● **Work to be completed**:
Print nothing except the lines of the listing below from the line with "Put a dot on each instance of the autumn" to the line with "Put a dot on each instance of the green roof", each exactly as written, both ends included.

● **Data extract**:
↓↓↓

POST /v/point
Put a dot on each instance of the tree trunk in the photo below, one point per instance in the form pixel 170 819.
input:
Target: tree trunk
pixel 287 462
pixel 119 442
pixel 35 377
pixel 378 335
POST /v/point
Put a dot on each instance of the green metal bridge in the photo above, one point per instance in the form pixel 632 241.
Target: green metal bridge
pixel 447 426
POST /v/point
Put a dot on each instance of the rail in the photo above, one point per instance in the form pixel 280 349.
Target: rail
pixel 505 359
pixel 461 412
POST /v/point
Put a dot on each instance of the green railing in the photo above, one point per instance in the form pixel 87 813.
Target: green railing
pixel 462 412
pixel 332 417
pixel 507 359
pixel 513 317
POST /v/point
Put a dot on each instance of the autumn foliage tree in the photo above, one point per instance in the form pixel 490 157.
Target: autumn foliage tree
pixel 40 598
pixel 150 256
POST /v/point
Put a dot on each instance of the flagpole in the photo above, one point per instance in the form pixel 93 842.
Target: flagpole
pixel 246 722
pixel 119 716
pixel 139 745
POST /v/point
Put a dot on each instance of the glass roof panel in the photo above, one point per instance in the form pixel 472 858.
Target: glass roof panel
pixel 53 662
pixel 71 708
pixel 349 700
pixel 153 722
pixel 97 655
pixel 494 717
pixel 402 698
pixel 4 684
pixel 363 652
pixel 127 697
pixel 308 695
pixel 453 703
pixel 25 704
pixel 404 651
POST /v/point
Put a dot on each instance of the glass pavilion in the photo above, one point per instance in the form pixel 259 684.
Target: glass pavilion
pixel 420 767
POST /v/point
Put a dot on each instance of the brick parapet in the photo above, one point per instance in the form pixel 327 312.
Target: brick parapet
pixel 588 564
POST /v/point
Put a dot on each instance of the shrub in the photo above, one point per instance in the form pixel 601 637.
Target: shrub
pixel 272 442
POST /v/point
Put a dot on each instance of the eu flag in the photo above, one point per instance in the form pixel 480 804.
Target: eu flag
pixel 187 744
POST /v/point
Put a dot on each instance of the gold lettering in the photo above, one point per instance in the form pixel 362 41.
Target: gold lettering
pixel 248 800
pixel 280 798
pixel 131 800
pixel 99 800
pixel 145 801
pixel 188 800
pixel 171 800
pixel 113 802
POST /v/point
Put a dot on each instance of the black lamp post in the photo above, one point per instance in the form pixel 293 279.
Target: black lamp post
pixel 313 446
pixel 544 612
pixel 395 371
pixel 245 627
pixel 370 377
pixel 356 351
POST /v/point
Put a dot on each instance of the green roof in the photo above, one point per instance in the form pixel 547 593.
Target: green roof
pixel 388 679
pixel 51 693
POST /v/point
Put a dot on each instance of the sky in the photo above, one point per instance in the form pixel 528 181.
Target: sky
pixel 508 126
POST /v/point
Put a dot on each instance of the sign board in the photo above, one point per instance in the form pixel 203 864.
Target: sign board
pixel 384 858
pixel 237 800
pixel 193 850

↑↑↑

● **Response area**:
Put a dot on each instance of the autumn foliage tree in the photo above, one point per instance in the form pixel 490 157.
Target: autumn foliage tree
pixel 40 598
pixel 150 256
POST /v/point
Put a dot on each instance of the flagpole in the photo above, one point per instance in the form pixel 93 842.
Target: flagpole
pixel 246 722
pixel 119 716
pixel 139 745
POST /v/point
Put a dot on each instance of the glass roof panel in the photo above, one point per instance in the form pixel 472 858.
Target: glass roof panel
pixel 53 662
pixel 71 708
pixel 349 700
pixel 153 722
pixel 97 655
pixel 494 717
pixel 402 698
pixel 4 684
pixel 363 652
pixel 127 697
pixel 308 695
pixel 453 703
pixel 25 704
pixel 404 651
POST /v/point
Put a dot on each instance of the glass pavilion in the photo above, one point per instance in the form pixel 259 684.
Target: glass pavilion
pixel 420 767
POST /v/point
Put a dot on each instance of the brick parapet in the photo above, one point per instance in the form pixel 327 312.
Target: brick parapet
pixel 588 564
POST /v/point
Put a dot on each instance of the shrub in the photo above, one point per instance in the form pixel 601 637.
Target: shrub
pixel 272 442
POST /v/point
Put a dot on each instance of the eu flag in the photo above, one point per instance in the form pixel 480 804.
Target: eu flag
pixel 187 744
POST /v/point
Put a dot on each instance of the gold lettering in the photo above, one point per instance in the form pixel 362 41.
Target: gold lettering
pixel 248 800
pixel 280 798
pixel 131 800
pixel 99 800
pixel 145 801
pixel 188 800
pixel 171 800
pixel 113 802
POST /v/point
Put a dot on each instance of the black lamp post in the photo above, one point per instance in the form pixel 293 279.
Target: black lamp post
pixel 313 446
pixel 544 612
pixel 395 371
pixel 245 627
pixel 370 377
pixel 356 351
POST /v/point
Put a dot on each instance of the green roof in the photo above, one point per instance in the form pixel 547 593.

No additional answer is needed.